EXERCISE REQUIREMENTS :: Write out word for word the stretch from "Taking your allegation" through "dysfunction that exists." in the forum post below about insurance paying for hearing aids.

EXTRACTED TEXT ::
------------------------------------------------------------
2wlady wrote: Yep, still no response about hearing aids.
Sorry 2w - I've been pondering the question. Sometimes thought is required before responding to an issue raised in a discussion as the merits are examined in a process which is based in reason and logic rather than emotion. In order to give a response I need more information than I currently have on the topic you've raised. I would find it difficult to believe that the cost of procuring hearing aids isn't covered at all by an insurance policy. What I would expect to find is that there are limits on the benefit, not any benefits at all. I am actually looking for my own insurance contract to examine it in light of your question. Like most people who purchase insurance, I haven't read the contract in its entirety and do not know all of what it does and does not cover off the top of my head. I am not a trained lawyer after all is said and done and the contracts are written to be argued in a court of law, not for comprehension by those without legal training.
Taking your allegation at face value, that such medical devices are not usually a covered benefit, I can only surmise that the view is that most hearing loss is the result of self inflicted damage to one's hearing over a period of time. Don't know about the rest of you, but I know that I listened to music in a closed environment at excessively high volumes when I was younger, not to mention that I operated printing presses for 20+ years without donning anything to protect my hearing. Should an insurance company be required to pay for a hearing aid for me when it is more likely than not that I am responsible for the hearing loss to begin with as a result of my actions rather than as a result of aging? It is certainly a dysfunction, but it is very probable that I am responsible for the dysfunction that exists.
Do you think that an insurance company should have had to issue Evel Knievel a health insurance policy which covers hospitalization and being tended to by a doctor when he decided to make a living by jumping fountains and cars on his motorcycle? Do you think that he should also get that coverage at the same rate that I do given the disparate likelihood of the insurance company needing to pay out on the policy? Do you think that an insurance company should be required to issue him a policy without being able to exclude injuries sustained as a result of his attempting to jump buses, cars, tractor-trailers and the Snake River Canyon on his motorcycle or to exclude benefits for treating complications that arise later in life from injuries he sustained before purchasing the policy? Do you honestly think that an insurance company should be required to fork over the money to pay for a motorized wheelchair for him given the willful abuse he inflicted on his body if he loses the function in his legs to bear his own weight as a result of those injuries he willfully assumed the risk of sustaining?
------------------------------------------------------------
DATASET CONTENT ::
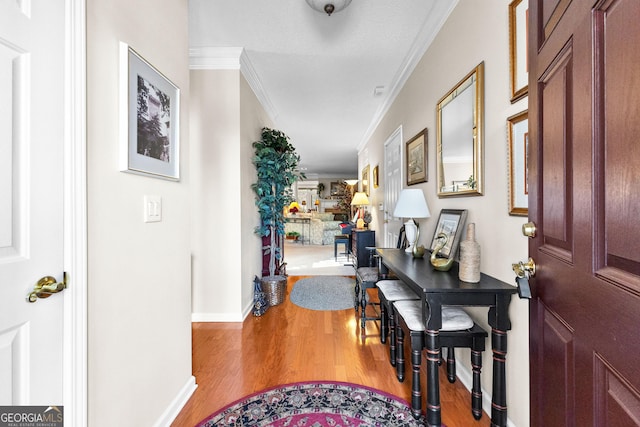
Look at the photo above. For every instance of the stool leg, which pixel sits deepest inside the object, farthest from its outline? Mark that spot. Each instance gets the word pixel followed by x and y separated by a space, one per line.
pixel 392 339
pixel 384 326
pixel 363 306
pixel 451 364
pixel 417 344
pixel 400 353
pixel 476 390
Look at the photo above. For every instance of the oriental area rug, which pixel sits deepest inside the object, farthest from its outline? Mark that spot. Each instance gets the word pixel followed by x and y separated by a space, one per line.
pixel 316 404
pixel 324 293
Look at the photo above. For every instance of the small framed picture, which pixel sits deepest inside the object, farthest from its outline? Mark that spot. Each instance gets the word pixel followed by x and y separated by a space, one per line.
pixel 449 228
pixel 375 177
pixel 518 136
pixel 149 128
pixel 365 180
pixel 417 158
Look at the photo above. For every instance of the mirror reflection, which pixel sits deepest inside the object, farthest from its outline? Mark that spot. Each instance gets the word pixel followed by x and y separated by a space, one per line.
pixel 459 137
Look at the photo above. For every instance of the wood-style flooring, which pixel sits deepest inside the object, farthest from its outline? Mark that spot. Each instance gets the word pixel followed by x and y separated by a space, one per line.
pixel 290 344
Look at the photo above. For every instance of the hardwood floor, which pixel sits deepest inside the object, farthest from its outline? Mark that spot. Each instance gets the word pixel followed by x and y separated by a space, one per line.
pixel 291 344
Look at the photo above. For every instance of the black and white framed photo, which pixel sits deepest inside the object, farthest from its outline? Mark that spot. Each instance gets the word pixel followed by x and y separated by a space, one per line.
pixel 150 110
pixel 450 223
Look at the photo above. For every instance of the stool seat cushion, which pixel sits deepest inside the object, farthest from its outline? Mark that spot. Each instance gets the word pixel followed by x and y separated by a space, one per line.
pixel 453 318
pixel 368 274
pixel 396 290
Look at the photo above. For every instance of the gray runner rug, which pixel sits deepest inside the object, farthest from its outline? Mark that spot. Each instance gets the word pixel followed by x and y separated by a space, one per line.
pixel 324 293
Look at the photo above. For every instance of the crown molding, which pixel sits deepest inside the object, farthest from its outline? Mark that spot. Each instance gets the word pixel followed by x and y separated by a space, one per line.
pixel 232 58
pixel 430 30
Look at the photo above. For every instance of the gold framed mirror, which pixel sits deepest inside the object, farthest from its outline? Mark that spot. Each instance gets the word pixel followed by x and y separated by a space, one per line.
pixel 460 124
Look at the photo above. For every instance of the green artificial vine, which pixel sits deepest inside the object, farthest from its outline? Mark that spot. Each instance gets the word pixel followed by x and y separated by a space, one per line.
pixel 276 163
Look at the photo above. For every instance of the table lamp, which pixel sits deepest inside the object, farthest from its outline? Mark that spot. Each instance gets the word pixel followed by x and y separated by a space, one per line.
pixel 360 199
pixel 411 204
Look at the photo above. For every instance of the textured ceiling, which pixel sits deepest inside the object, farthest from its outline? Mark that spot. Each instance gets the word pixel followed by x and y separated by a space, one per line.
pixel 318 74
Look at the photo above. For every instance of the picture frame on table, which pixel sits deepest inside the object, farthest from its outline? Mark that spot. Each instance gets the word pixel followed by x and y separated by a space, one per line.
pixel 150 118
pixel 518 148
pixel 518 45
pixel 416 155
pixel 450 222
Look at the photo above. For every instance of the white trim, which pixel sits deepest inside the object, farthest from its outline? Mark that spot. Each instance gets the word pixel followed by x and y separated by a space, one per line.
pixel 222 317
pixel 232 58
pixel 430 30
pixel 176 405
pixel 75 217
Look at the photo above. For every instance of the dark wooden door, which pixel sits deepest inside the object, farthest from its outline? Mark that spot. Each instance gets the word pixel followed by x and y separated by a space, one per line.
pixel 584 119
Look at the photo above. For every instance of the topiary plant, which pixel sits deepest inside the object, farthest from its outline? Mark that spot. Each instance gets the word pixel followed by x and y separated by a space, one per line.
pixel 276 164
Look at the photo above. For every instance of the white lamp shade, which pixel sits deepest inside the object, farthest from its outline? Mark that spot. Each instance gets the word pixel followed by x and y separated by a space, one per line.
pixel 360 199
pixel 411 204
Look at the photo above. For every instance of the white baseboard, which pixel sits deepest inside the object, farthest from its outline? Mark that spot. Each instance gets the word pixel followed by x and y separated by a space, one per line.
pixel 172 411
pixel 222 317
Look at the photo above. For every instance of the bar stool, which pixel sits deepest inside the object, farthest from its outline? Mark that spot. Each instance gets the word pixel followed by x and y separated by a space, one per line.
pixel 340 239
pixel 390 291
pixel 458 330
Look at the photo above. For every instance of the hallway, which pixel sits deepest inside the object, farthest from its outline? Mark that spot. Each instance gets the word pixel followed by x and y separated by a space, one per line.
pixel 291 344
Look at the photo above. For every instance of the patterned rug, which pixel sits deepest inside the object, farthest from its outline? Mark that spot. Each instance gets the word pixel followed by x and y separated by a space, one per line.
pixel 324 293
pixel 316 404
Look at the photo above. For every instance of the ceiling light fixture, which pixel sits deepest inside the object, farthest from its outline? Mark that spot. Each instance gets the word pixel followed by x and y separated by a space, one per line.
------------------------------------------------------------
OUTPUT OF THE TASK ::
Taking your allegation at face value, that such medical devices are not usually a covered benefit, I can only surmise that the view is that most hearing loss is the result of self inflicted damage to one's hearing over a period of time. Don't know about the rest of you, but I know that I listened to music in a closed environment at excessively high volumes when I was younger, not to mention that I operated printing presses for 20+ years without donning anything to protect my hearing. Should an insurance company be required to pay for a hearing aid for me when it is more likely than not that I am responsible for the hearing loss to begin with as a result of my actions rather than as a result of aging? It is certainly a dysfunction, but it is very probable that I am responsible for the dysfunction that exists.